» **SET PROBLEM**
Starting at the line containing "Target: doorway" and ending at the last line of the items, reproduce every line, including the "Target:" lines and the lines that follow them. Rescale each point coordinate in the answers by 0.55 and round to whole numbers, with halves rounding up; output only those lines.

= = = = =

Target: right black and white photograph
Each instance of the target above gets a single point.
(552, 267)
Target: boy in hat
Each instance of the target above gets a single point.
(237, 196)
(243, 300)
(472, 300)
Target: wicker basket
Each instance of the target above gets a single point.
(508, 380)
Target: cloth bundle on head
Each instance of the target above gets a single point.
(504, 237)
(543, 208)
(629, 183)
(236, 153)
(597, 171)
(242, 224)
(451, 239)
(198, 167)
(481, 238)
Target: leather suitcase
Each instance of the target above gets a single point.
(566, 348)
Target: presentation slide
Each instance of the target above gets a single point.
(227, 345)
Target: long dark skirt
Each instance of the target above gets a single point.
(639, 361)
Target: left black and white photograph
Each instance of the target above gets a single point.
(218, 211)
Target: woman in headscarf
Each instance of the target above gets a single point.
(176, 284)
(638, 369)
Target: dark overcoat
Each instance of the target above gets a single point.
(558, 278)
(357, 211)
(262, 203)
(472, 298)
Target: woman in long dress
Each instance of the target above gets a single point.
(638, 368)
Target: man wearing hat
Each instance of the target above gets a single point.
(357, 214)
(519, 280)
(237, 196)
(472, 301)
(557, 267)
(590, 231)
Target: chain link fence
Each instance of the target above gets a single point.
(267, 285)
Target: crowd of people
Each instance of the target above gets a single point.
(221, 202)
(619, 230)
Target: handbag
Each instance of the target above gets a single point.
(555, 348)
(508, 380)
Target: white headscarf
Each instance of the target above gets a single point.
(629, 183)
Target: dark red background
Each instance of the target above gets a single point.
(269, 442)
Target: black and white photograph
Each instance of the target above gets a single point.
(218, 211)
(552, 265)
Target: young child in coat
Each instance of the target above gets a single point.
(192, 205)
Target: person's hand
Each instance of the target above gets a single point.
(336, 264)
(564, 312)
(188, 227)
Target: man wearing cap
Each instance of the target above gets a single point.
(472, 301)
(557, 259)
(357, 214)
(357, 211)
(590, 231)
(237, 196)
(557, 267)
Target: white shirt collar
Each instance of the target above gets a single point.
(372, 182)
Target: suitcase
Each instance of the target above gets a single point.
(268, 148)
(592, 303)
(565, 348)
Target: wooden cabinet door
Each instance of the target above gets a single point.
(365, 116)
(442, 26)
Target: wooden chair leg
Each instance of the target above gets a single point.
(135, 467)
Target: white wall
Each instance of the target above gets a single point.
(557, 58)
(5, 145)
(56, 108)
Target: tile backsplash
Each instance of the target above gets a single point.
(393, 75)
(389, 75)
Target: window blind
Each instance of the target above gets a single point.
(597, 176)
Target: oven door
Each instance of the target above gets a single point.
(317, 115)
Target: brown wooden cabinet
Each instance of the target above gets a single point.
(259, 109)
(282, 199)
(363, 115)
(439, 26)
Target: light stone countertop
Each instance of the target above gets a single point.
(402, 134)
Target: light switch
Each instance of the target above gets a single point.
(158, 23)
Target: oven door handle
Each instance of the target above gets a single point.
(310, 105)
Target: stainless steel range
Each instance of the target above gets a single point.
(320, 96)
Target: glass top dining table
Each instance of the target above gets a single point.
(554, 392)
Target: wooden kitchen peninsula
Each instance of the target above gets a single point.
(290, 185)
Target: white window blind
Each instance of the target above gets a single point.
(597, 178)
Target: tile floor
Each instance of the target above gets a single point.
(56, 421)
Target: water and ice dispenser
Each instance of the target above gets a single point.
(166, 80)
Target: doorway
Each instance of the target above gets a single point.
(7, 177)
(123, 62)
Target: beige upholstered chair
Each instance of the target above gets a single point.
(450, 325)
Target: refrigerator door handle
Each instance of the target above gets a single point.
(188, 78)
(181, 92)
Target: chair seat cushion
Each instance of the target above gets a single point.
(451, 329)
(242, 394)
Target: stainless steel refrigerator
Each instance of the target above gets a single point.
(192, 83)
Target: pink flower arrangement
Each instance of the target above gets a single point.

= = = = =

» **SOLVED EXERCISE**
Target: doorway
Each instance of the target above gets a single point.
(4, 97)
(68, 34)
Target: beige upholstered chair
Each instance of the target above gets a single point.
(248, 179)
Target: refrigerator door handle
Each instance of the target above gets a single point.
(103, 43)
(100, 51)
Target: chair seat cushion
Each instance of the target above gets a single point.
(248, 181)
(133, 217)
Target: stainless steel refrigerator
Each instance of the target above gets a single point.
(106, 46)
Target: pink flower arrangement
Each instance of the target above gets a single point.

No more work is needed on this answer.